**DOCUMENT EXCERPT**.
____________
In central British Columbia, a First Nation is turning to horses to help its population heal from trauma. The program that will include riding and horse care seeks to teach “life skills, mentorship, Indigenous teachings and qualified professional support to address the roots of trauma through the power of healing with land and horses.”
Horses as a form of psychotherapy is well documented and has been proven to heal many people who suffer from different types of trauma, including PTSD, eating disorders, anxiety, and depression, among many other issues.
The Tl’etinqox First Nation, west of Williams Lake in the Chilcotin area, have been given $1.9 million in federal government funding, plus additional funds from the provincial government, to buy land and build an equine facility. “As original inhabitants of this vast and beautiful territory encompassing high mountain plateaus, forests, grasslands, lakes and desert, the Tsilhqot’in people have been self-reliant and well provided for through their own ingenuity and relationship with the land and with nature,” explains project manager Dawn Bursey, to the Prince George Citizen. “This project aims to both reflect and expand on these strengths.”
____________
**DATASET EXCERPTS**.

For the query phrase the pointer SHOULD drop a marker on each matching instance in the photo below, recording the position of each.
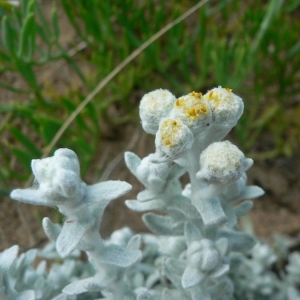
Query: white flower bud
(226, 106)
(222, 162)
(173, 137)
(153, 107)
(193, 109)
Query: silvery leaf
(52, 230)
(146, 195)
(25, 295)
(7, 257)
(104, 192)
(191, 232)
(135, 242)
(30, 196)
(222, 246)
(184, 205)
(70, 236)
(220, 271)
(250, 192)
(238, 241)
(191, 277)
(119, 256)
(81, 286)
(243, 208)
(144, 206)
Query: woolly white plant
(197, 251)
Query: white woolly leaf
(160, 225)
(145, 206)
(52, 230)
(70, 236)
(191, 277)
(191, 232)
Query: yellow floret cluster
(173, 136)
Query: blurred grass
(250, 46)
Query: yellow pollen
(212, 95)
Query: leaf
(238, 241)
(191, 277)
(145, 206)
(146, 195)
(26, 295)
(243, 208)
(250, 192)
(70, 237)
(191, 232)
(8, 256)
(119, 256)
(161, 225)
(30, 196)
(52, 230)
(106, 191)
(132, 162)
(135, 242)
(26, 142)
(79, 286)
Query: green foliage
(242, 45)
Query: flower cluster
(198, 251)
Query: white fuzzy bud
(155, 106)
(193, 109)
(222, 162)
(173, 137)
(226, 107)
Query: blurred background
(54, 54)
____________
**WHAT THIS TASK INVOLVES**. Continue the article about the Tl’etinqox First Nation's horse-based healing program from where it stops. The items are unrelated to the article and stand on their own.

**ANSWER TO THE EXERCISE**.
While the building continues – it began in 2018 – the residents have already been involved in after-school riding, gymkhanas and cultural rides, among other activities and workshops. According to psychotherapist Duey Freeman, who is quoted in the same news report, “Horses are embodied and energetically connected. They encourage congruence of body and mind, trust and communication.”
There was no indication what types of horses are involved in the Tl’etinqox First Nation project. That part of the province is famous for its population of wild horses, where approximately 1,000 animals roam the land. Interestingly, according to an article in the Vancouver Sun, these horses are not genetically linked to the same animals that the Spanish introduced to North America during the conquest in the early 1500s as first thought. Rather, they appear to be related to the Canadian horse (which Parliament officially recognized in 2002), which came from France as well as horses from Siberia.
The Tl’etinqox First Nation project is expected to be finished by the fall of 2021.